■ **Your instructions**
From the first line of the data below through the line holding "written like (105,47).", output each line exactly and leave the pictures out.

═════ Data for this exercise ═════

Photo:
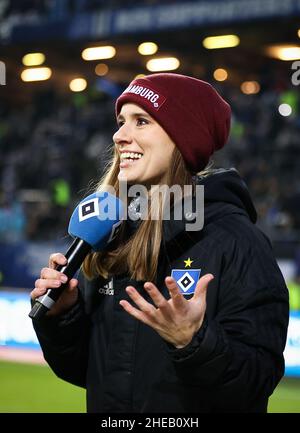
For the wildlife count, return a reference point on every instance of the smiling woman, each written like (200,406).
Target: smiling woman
(165,320)
(144,160)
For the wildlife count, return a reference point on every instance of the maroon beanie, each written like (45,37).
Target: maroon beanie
(191,111)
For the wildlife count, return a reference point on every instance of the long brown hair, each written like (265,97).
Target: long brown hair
(138,255)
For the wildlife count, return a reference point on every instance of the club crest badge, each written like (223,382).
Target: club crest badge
(186,279)
(88,209)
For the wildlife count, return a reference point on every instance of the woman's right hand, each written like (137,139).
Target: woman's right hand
(52,279)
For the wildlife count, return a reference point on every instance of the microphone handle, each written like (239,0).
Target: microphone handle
(75,256)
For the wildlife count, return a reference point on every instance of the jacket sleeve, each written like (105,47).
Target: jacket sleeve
(64,342)
(237,355)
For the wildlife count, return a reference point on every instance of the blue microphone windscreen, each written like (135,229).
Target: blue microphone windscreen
(97,219)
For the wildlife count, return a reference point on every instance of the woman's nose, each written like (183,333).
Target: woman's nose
(122,135)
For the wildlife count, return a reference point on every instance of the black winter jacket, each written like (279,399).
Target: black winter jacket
(235,360)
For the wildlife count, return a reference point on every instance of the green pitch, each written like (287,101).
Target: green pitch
(34,388)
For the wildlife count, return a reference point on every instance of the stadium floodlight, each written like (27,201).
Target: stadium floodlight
(36,74)
(163,64)
(284,52)
(33,59)
(147,48)
(285,110)
(98,53)
(101,69)
(220,74)
(250,87)
(78,84)
(224,41)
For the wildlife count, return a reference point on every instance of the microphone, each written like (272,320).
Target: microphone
(94,224)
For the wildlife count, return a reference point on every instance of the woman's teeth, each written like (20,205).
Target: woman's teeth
(130,156)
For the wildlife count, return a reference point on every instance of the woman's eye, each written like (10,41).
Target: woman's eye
(141,121)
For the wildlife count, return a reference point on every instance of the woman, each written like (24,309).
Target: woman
(140,330)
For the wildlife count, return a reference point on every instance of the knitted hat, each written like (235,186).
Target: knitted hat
(191,111)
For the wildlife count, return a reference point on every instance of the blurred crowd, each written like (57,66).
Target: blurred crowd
(54,149)
(57,9)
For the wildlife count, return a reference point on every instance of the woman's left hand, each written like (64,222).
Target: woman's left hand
(176,319)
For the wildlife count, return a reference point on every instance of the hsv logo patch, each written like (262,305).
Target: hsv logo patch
(151,97)
(88,209)
(186,279)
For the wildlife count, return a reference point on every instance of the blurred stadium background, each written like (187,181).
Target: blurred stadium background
(57,120)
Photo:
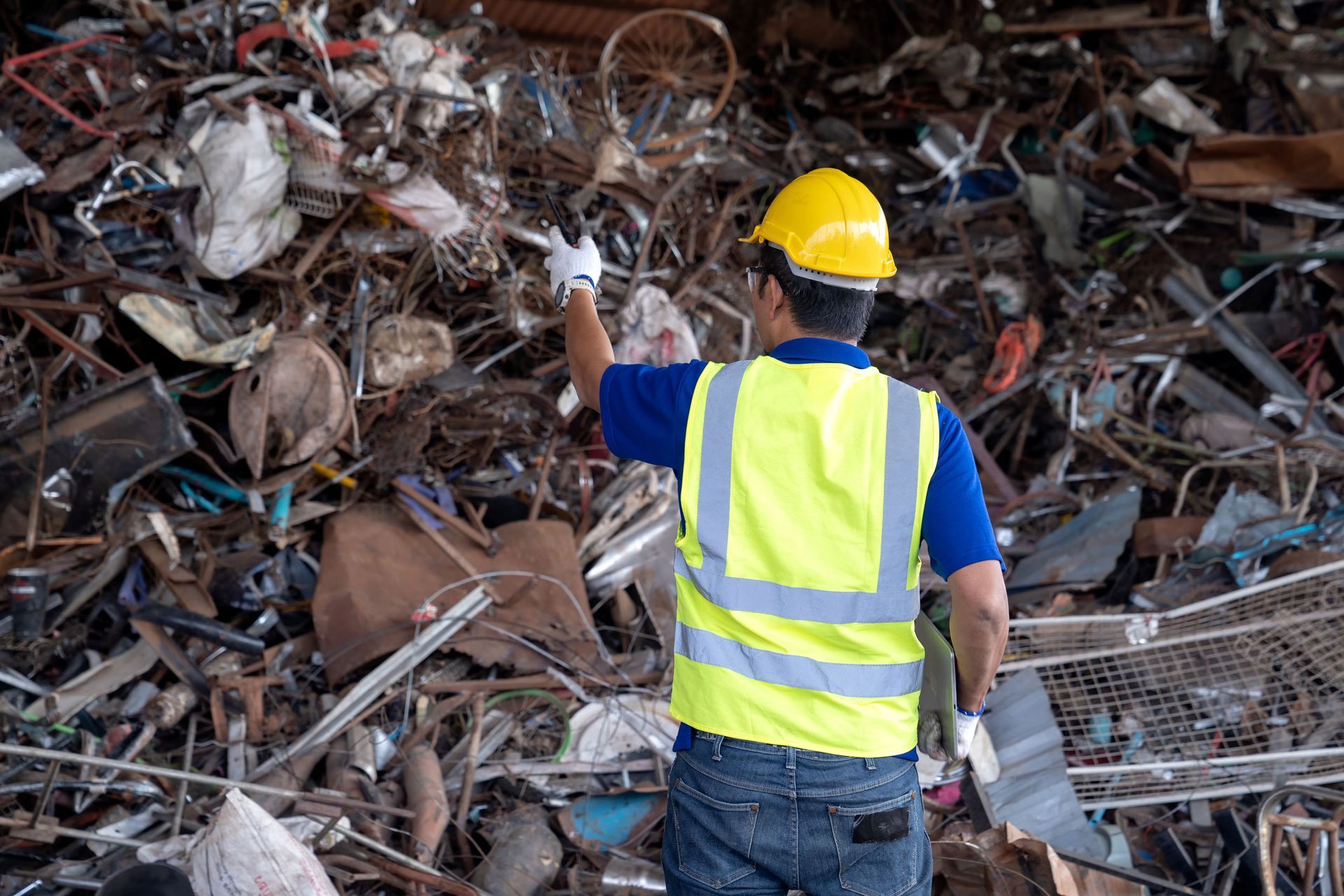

═════

■ **Response for this exercise**
Photo:
For the wildlife count, return a reference point on every instance of the smiling woman, each written like (200,406).
Target: smiling woman
(165,320)
(144,160)
For the wildlife count, return a reference point on every instance of the maroon beanie, each written like (45,37).
Target: maroon beanie
(191,111)
For the wildlife count, return a reference point on every instance of the long brown hair, each written like (265,97).
Target: long brown hair
(138,255)
For the wildlife count, return a reference point on every instance of the club crest badge, each written like (223,382).
Target: club crest badge
(186,279)
(88,209)
For the wildlife count, return a reference point on every instance of the woman's right hand, each written like (137,139).
Target: woman's right hand
(52,279)
For the wildlife count, return a reference point on every instance of the microphone handle, each written like (239,0).
Target: microphone handle
(75,256)
For the wildlife count, return a reference point on every instance of the jacket sleeve, each written like (105,47).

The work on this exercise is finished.